** STATED PROBLEM **
Starting at the first line of the listing and ending at the line that contains "[(693, 542)]", reproduce those lines with every "sample" swapped for "reference" and nothing else changed.

** ENTRIES PROVIDED **
+--

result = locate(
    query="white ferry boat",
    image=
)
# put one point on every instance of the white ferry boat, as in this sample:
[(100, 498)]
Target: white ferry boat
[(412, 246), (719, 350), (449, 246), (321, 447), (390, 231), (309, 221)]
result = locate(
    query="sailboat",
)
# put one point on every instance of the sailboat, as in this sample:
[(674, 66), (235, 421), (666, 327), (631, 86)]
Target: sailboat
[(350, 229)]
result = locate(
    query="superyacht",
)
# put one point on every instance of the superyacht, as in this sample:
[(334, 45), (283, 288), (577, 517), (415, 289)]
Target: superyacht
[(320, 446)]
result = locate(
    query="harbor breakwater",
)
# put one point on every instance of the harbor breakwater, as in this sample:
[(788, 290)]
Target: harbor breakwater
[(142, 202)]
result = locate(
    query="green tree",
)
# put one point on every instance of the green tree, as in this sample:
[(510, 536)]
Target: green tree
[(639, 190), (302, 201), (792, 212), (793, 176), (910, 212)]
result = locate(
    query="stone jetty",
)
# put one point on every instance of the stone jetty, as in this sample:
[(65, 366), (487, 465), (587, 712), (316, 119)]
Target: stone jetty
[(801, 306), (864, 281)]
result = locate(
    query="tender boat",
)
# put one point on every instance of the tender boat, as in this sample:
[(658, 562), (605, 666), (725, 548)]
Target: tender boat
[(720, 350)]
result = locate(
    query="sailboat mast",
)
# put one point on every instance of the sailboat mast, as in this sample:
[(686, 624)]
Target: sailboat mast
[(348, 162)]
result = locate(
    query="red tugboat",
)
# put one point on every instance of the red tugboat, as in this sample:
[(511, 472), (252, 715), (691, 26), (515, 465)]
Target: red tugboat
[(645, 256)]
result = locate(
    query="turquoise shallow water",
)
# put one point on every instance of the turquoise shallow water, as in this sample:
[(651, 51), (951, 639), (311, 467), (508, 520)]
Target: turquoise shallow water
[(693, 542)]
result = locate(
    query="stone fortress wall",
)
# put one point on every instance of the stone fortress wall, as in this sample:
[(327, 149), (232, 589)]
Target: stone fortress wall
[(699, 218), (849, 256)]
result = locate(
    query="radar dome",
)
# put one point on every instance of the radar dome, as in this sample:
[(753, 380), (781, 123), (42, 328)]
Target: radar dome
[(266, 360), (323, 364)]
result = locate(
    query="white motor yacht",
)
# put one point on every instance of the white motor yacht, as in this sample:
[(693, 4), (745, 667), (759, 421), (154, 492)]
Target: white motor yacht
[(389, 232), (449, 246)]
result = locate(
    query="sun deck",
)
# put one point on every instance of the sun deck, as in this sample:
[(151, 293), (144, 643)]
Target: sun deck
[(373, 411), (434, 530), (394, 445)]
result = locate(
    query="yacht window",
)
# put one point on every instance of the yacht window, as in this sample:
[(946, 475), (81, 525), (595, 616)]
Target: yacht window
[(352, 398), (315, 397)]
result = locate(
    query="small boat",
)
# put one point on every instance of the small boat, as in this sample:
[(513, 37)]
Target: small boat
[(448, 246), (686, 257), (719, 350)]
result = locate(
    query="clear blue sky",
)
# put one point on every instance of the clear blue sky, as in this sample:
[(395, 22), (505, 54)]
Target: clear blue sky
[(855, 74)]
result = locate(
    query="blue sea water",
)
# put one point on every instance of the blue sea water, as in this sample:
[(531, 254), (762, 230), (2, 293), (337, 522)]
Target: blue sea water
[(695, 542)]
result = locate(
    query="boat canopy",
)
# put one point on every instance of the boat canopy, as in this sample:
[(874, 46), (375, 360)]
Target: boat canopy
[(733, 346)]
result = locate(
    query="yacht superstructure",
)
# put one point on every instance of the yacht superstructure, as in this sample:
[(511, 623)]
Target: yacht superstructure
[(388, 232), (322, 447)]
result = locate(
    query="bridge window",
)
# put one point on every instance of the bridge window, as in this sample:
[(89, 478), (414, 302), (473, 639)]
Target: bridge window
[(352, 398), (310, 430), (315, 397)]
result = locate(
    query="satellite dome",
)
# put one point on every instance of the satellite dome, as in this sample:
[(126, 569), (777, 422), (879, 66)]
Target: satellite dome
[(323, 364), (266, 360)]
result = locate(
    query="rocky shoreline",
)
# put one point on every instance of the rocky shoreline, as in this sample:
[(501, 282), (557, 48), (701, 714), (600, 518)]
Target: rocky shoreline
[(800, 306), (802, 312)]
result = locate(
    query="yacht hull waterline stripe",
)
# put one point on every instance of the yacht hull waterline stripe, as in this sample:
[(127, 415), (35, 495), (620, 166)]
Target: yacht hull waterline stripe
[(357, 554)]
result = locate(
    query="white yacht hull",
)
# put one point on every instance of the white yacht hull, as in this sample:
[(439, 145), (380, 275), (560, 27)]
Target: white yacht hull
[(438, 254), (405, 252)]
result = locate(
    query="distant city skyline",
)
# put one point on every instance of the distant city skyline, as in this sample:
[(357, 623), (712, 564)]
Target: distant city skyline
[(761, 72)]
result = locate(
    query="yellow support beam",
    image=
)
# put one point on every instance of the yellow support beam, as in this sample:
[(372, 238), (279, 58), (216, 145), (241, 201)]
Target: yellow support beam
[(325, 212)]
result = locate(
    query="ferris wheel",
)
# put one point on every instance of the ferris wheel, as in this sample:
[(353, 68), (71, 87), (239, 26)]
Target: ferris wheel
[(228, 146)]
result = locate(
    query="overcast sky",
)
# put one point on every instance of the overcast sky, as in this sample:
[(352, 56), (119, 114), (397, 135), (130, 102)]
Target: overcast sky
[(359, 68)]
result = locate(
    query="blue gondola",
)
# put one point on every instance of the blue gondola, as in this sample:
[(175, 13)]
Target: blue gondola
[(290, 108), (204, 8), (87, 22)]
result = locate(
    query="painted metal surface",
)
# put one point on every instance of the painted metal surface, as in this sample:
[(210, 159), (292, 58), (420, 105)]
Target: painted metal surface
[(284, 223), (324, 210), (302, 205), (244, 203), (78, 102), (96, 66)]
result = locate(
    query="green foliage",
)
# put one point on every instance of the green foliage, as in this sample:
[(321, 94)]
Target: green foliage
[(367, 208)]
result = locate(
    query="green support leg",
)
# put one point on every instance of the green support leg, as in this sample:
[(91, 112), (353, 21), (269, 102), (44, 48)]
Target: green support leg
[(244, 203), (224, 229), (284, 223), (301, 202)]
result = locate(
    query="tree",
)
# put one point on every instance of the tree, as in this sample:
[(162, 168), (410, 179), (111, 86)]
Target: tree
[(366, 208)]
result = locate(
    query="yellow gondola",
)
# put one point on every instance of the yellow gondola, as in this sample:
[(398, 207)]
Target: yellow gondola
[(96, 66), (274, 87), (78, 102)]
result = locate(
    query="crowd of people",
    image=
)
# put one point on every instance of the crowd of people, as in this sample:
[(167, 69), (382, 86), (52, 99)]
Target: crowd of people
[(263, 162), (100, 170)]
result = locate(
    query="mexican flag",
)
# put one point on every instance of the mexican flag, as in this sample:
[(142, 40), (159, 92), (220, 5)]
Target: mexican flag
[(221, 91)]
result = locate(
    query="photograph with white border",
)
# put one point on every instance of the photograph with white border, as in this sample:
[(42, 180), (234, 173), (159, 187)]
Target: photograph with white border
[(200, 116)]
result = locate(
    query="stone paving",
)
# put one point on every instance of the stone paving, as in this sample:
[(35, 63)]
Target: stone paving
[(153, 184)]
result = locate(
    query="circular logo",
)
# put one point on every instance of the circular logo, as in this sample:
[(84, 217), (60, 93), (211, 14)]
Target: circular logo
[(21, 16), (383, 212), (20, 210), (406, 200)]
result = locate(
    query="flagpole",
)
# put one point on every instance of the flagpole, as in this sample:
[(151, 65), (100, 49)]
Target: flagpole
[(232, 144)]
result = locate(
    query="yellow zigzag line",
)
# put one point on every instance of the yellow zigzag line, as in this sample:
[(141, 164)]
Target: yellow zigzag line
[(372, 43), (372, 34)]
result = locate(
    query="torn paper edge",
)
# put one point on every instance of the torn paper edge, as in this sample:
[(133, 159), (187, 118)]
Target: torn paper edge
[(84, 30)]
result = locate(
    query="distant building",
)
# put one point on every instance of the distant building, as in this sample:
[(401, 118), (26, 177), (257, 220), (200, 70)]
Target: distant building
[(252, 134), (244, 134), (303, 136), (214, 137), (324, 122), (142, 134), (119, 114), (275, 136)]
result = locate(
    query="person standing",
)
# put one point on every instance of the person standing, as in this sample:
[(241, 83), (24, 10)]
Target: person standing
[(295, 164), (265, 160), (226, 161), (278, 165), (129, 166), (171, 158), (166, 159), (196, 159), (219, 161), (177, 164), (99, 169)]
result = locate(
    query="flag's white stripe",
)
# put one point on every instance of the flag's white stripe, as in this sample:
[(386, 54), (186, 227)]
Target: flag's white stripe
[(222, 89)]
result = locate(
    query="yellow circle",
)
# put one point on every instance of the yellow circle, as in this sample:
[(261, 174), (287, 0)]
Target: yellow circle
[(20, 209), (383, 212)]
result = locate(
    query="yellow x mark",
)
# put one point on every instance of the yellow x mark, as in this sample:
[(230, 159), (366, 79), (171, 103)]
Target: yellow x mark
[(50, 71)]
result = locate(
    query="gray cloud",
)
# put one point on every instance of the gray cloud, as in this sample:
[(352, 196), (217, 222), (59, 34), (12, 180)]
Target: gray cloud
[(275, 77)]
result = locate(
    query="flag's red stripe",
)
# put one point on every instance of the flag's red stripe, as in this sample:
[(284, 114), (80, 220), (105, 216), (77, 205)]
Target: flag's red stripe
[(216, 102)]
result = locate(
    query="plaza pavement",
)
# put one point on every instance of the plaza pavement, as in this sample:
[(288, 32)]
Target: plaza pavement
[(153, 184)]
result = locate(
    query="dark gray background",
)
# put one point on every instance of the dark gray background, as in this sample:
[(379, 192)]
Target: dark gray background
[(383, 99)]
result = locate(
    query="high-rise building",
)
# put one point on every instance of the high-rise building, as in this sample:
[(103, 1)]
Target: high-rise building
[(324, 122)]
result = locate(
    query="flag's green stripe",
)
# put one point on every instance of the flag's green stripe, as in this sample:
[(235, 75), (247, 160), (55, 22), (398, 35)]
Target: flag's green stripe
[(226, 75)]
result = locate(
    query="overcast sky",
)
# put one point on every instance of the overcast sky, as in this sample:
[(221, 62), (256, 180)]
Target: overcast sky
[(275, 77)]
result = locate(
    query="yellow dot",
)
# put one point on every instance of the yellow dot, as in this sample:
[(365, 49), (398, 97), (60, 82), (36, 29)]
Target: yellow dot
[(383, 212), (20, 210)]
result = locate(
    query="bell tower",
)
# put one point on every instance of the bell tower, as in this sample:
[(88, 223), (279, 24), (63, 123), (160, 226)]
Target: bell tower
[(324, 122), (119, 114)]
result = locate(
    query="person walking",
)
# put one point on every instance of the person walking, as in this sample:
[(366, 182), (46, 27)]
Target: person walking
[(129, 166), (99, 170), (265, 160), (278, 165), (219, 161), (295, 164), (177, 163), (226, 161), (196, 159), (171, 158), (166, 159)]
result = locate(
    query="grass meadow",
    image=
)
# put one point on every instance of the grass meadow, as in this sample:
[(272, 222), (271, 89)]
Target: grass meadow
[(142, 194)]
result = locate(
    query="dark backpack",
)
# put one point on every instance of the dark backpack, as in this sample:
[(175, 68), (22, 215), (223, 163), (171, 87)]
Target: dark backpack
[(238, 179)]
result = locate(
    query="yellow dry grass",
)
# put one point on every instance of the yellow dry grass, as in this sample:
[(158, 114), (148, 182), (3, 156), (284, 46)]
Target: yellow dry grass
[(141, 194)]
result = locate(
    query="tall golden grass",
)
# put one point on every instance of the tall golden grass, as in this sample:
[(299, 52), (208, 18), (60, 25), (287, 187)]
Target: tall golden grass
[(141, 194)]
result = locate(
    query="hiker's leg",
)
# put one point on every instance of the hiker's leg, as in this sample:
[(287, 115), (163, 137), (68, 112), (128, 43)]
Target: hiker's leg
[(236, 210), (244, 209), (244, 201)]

+--

** TASK RESULT **
result = locate(
    query="white ferry boat",
    image=
)
# put one point on every instance of the white ferry boat, as in this reference:
[(100, 498)]
Target: white ferry boat
[(412, 246), (719, 350), (449, 246), (321, 447), (390, 231), (309, 221)]
result = locate(
    query="sailboat",
)
# put one point on every instance of the sailboat, as in this reference:
[(674, 66), (235, 421), (666, 327), (631, 86)]
Target: sailboat
[(350, 229)]
result = locate(
    query="superyacht",
)
# put one point on every instance of the superyacht, as in this reference:
[(334, 45), (283, 288), (577, 517), (415, 289)]
Target: superyacht
[(320, 446)]
result = locate(
    query="harbor breakwater",
)
# put one point on every instance of the harbor breakwater, as in this reference:
[(788, 290)]
Target: harbor breakwater
[(142, 202)]
result = locate(
    query="green tree",
)
# put one point on every instance of the green tree, as in this reference:
[(510, 536)]
Target: green tree
[(639, 190), (302, 201), (792, 212), (793, 176), (910, 212)]
result = locate(
    query="stone jetty",
)
# put one point on every instance of the stone jetty, as in this reference:
[(65, 366), (487, 465), (587, 712), (316, 119)]
Target: stone jetty
[(801, 306), (864, 281)]
result = locate(
    query="tender boat",
)
# put one point on every instance of the tender boat, as in this reference:
[(658, 562), (605, 666), (725, 548)]
Target: tender boat
[(720, 350)]
result = locate(
    query="sailboat mast",
)
# put one point on every instance of the sailboat mast, as in this reference:
[(686, 624)]
Target: sailboat mast
[(348, 162)]
result = locate(
    query="red tugboat",
)
# put one point on every instance of the red tugboat, as in this reference:
[(511, 472), (252, 715), (691, 26), (515, 465)]
Target: red tugboat
[(645, 256)]
result = locate(
    query="turquoise shallow water",
)
# put one point on every instance of the turquoise shallow water, as in this reference:
[(651, 51), (951, 639), (311, 467), (508, 520)]
Target: turquoise shallow water
[(693, 542)]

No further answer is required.